[Brief]
Scan the material below for every line with the string "suit", and copy those lines.

[Supplied records]
■ ■ ■ ■

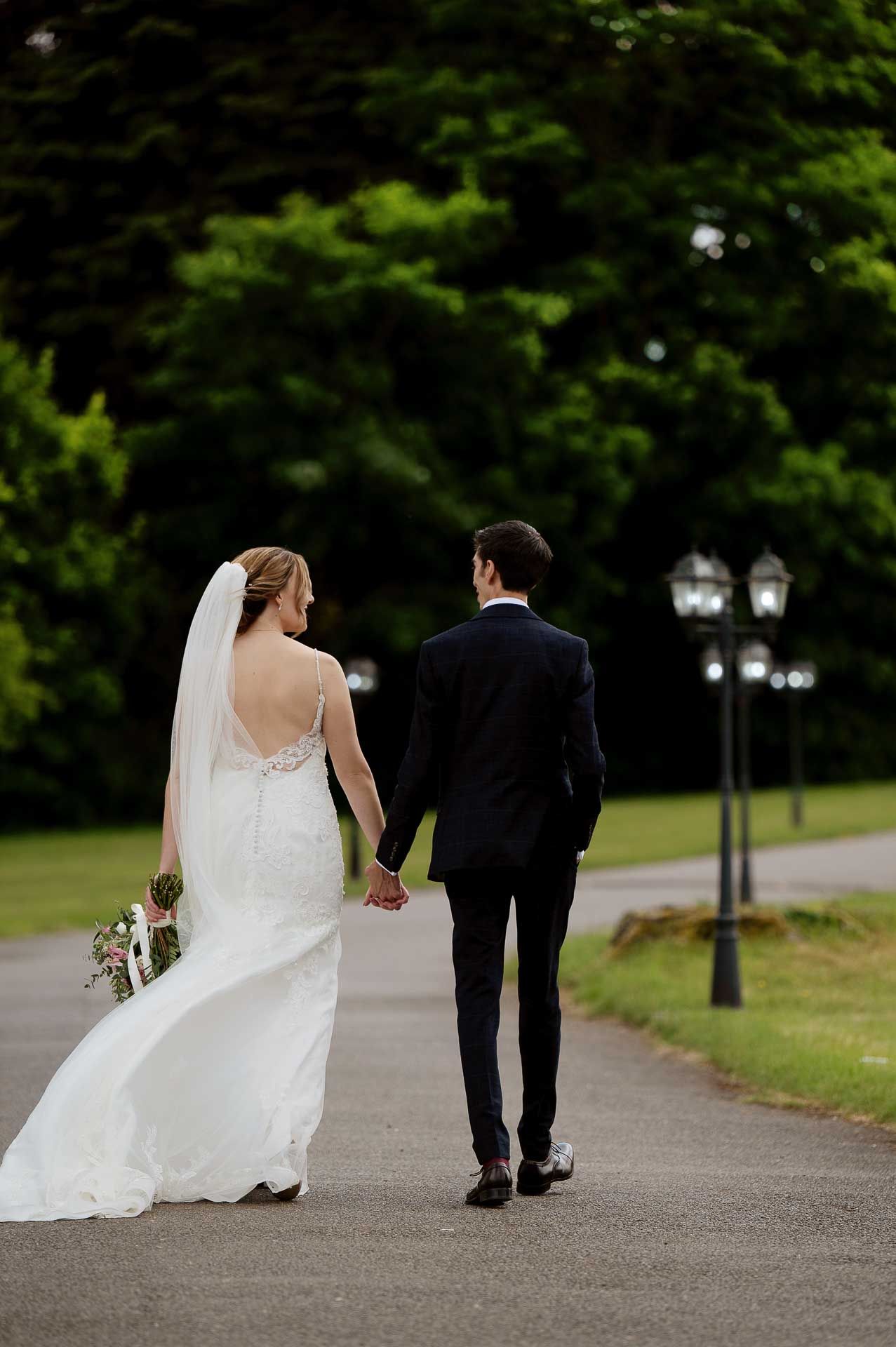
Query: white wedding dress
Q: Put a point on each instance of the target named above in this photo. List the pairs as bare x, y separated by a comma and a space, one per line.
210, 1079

■ ■ ■ ■

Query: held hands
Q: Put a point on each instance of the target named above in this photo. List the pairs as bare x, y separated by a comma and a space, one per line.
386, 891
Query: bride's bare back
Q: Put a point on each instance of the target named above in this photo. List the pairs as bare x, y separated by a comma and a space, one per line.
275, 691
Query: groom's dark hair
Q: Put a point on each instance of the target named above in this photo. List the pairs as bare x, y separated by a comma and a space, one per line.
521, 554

■ ■ ■ ■

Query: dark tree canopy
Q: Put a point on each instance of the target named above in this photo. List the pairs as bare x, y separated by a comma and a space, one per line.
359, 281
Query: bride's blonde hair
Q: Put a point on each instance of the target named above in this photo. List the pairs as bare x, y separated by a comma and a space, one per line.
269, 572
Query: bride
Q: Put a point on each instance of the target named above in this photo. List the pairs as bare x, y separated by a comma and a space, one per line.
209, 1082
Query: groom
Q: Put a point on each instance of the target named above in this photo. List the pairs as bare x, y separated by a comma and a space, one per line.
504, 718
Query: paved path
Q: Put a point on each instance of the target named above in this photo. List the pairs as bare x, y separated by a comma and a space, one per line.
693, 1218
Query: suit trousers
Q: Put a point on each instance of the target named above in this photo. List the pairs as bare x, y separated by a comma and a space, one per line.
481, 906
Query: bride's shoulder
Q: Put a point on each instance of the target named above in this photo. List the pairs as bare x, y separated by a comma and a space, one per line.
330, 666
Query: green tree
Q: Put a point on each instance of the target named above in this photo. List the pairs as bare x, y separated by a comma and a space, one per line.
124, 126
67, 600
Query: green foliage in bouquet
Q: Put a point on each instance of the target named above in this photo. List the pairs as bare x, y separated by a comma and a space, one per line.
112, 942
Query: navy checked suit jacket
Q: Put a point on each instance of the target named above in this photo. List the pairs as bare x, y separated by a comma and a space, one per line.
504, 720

■ ■ ■ ■

[Solution to the problem]
Query: suit trousers
Query: navy checked suit jacket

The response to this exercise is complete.